• [OBJECTIVE]:
Report every line in the records below that contains the string "grass", matching case exactly.

[Position identification records]

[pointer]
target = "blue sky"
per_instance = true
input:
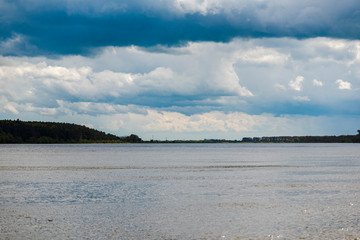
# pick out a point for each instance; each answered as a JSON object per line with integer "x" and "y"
{"x": 183, "y": 69}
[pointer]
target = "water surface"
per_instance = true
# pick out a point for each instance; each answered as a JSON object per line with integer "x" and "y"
{"x": 180, "y": 191}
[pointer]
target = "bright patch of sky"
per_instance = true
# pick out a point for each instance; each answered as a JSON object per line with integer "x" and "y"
{"x": 183, "y": 69}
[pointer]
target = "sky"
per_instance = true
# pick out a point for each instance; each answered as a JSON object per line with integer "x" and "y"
{"x": 183, "y": 69}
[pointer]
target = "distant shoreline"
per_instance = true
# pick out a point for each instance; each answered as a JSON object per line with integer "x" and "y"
{"x": 27, "y": 132}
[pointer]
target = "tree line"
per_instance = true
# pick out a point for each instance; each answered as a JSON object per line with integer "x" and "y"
{"x": 16, "y": 131}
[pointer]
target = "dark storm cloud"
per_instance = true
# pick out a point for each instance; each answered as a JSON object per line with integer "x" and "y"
{"x": 77, "y": 27}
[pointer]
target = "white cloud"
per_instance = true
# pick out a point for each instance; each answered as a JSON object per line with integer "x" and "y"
{"x": 280, "y": 87}
{"x": 302, "y": 98}
{"x": 343, "y": 85}
{"x": 297, "y": 83}
{"x": 11, "y": 108}
{"x": 262, "y": 55}
{"x": 317, "y": 83}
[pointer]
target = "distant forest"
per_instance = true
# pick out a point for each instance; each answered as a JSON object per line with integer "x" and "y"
{"x": 51, "y": 132}
{"x": 16, "y": 131}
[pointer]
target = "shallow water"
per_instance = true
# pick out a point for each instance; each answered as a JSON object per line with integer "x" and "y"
{"x": 180, "y": 191}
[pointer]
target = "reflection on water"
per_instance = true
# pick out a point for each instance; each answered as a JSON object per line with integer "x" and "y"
{"x": 180, "y": 191}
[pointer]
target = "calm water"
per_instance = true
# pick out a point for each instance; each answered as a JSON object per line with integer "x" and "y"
{"x": 180, "y": 191}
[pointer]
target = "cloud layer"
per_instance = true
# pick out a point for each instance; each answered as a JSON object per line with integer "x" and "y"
{"x": 76, "y": 27}
{"x": 251, "y": 87}
{"x": 183, "y": 69}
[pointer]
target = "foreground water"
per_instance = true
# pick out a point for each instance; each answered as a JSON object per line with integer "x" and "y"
{"x": 180, "y": 191}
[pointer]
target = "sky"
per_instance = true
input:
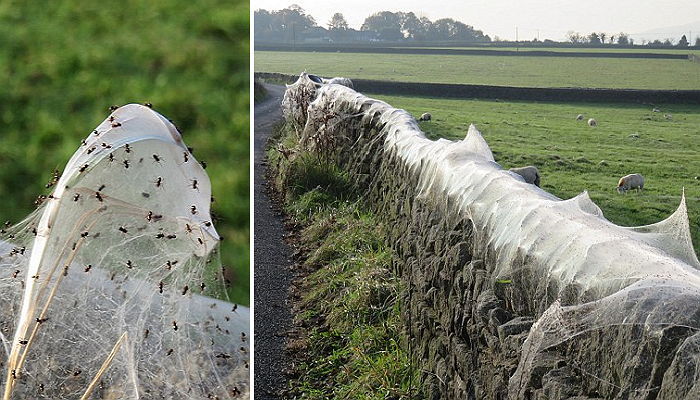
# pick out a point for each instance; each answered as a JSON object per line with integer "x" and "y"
{"x": 550, "y": 19}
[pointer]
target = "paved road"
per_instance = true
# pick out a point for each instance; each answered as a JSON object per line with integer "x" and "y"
{"x": 272, "y": 264}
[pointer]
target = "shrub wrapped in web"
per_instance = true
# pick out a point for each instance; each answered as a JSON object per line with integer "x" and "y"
{"x": 103, "y": 287}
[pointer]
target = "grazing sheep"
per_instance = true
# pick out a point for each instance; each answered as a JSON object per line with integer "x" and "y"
{"x": 315, "y": 78}
{"x": 340, "y": 81}
{"x": 529, "y": 173}
{"x": 631, "y": 181}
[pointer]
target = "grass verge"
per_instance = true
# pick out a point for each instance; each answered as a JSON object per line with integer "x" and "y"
{"x": 350, "y": 342}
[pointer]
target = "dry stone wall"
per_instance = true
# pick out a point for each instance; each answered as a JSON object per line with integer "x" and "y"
{"x": 512, "y": 292}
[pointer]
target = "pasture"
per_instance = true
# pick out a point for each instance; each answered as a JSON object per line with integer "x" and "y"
{"x": 671, "y": 50}
{"x": 490, "y": 70}
{"x": 63, "y": 64}
{"x": 573, "y": 157}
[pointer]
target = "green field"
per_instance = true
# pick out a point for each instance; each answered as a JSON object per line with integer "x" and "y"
{"x": 577, "y": 49}
{"x": 573, "y": 157}
{"x": 490, "y": 70}
{"x": 62, "y": 64}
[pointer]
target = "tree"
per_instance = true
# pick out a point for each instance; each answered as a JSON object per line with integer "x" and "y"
{"x": 574, "y": 37}
{"x": 386, "y": 23}
{"x": 283, "y": 25}
{"x": 593, "y": 38}
{"x": 413, "y": 27}
{"x": 338, "y": 23}
{"x": 623, "y": 39}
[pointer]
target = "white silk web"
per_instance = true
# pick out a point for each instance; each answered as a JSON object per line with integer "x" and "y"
{"x": 103, "y": 287}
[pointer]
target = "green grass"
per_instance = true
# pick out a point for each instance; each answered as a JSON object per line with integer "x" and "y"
{"x": 62, "y": 64}
{"x": 573, "y": 157}
{"x": 578, "y": 49}
{"x": 259, "y": 92}
{"x": 352, "y": 345}
{"x": 490, "y": 70}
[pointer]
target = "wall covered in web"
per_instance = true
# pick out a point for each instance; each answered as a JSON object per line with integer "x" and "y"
{"x": 108, "y": 289}
{"x": 512, "y": 292}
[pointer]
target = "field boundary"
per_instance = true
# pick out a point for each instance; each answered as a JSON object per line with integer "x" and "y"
{"x": 467, "y": 91}
{"x": 467, "y": 52}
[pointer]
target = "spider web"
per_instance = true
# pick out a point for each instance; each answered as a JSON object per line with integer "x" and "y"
{"x": 104, "y": 286}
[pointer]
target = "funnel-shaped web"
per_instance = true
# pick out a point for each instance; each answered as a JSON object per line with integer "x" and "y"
{"x": 102, "y": 287}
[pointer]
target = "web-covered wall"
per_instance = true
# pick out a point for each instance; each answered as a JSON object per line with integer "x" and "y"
{"x": 513, "y": 293}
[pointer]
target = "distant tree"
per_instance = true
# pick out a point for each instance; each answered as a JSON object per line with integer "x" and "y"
{"x": 574, "y": 37}
{"x": 623, "y": 39}
{"x": 593, "y": 38}
{"x": 337, "y": 23}
{"x": 413, "y": 27}
{"x": 283, "y": 25}
{"x": 386, "y": 23}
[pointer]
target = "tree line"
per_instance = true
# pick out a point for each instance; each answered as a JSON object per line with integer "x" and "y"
{"x": 622, "y": 39}
{"x": 293, "y": 24}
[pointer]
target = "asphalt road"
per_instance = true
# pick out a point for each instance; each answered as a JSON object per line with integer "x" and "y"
{"x": 272, "y": 270}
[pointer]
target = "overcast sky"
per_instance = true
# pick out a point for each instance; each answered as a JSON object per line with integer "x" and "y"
{"x": 500, "y": 17}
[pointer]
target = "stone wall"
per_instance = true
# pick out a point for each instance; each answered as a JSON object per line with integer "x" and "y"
{"x": 485, "y": 328}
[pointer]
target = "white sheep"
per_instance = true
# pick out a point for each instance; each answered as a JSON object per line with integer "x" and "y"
{"x": 631, "y": 181}
{"x": 529, "y": 173}
{"x": 340, "y": 81}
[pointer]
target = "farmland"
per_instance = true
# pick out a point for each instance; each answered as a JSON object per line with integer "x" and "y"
{"x": 490, "y": 70}
{"x": 573, "y": 157}
{"x": 63, "y": 64}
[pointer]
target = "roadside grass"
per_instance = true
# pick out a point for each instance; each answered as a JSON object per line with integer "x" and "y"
{"x": 352, "y": 343}
{"x": 259, "y": 92}
{"x": 573, "y": 157}
{"x": 63, "y": 64}
{"x": 490, "y": 70}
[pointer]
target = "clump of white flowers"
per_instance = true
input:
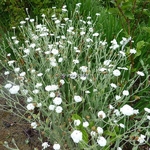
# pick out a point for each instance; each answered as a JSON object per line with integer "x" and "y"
{"x": 77, "y": 90}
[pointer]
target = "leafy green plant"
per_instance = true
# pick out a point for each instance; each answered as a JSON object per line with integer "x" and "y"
{"x": 78, "y": 89}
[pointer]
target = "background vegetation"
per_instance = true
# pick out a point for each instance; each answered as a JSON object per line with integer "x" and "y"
{"x": 118, "y": 19}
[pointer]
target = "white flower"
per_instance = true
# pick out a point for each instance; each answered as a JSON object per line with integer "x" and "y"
{"x": 116, "y": 73}
{"x": 51, "y": 88}
{"x": 132, "y": 51}
{"x": 8, "y": 86}
{"x": 113, "y": 85}
{"x": 56, "y": 147}
{"x": 127, "y": 110}
{"x": 14, "y": 89}
{"x": 58, "y": 109}
{"x": 125, "y": 92}
{"x": 73, "y": 75}
{"x": 117, "y": 97}
{"x": 51, "y": 107}
{"x": 76, "y": 136}
{"x": 147, "y": 110}
{"x": 140, "y": 73}
{"x": 107, "y": 62}
{"x": 141, "y": 139}
{"x": 101, "y": 114}
{"x": 57, "y": 100}
{"x": 30, "y": 106}
{"x": 85, "y": 124}
{"x": 101, "y": 141}
{"x": 45, "y": 145}
{"x": 62, "y": 81}
{"x": 34, "y": 125}
{"x": 77, "y": 122}
{"x": 22, "y": 74}
{"x": 83, "y": 68}
{"x": 77, "y": 98}
{"x": 29, "y": 99}
{"x": 122, "y": 125}
{"x": 100, "y": 130}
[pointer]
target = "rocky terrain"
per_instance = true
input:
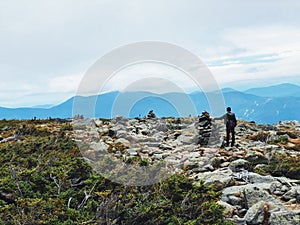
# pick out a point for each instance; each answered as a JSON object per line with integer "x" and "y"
{"x": 259, "y": 177}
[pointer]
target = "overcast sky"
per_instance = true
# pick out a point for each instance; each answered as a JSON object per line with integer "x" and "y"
{"x": 47, "y": 46}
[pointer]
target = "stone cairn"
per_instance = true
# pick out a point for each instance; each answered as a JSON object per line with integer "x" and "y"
{"x": 208, "y": 131}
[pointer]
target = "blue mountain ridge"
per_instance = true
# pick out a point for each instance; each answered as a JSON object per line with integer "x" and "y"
{"x": 263, "y": 109}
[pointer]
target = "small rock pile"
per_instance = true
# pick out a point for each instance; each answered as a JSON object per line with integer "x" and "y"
{"x": 209, "y": 133}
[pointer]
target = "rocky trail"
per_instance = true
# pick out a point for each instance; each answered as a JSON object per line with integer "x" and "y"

• [FULL RESPONSE]:
target = "grass verge"
target = "green grass"
target = "roadside grass"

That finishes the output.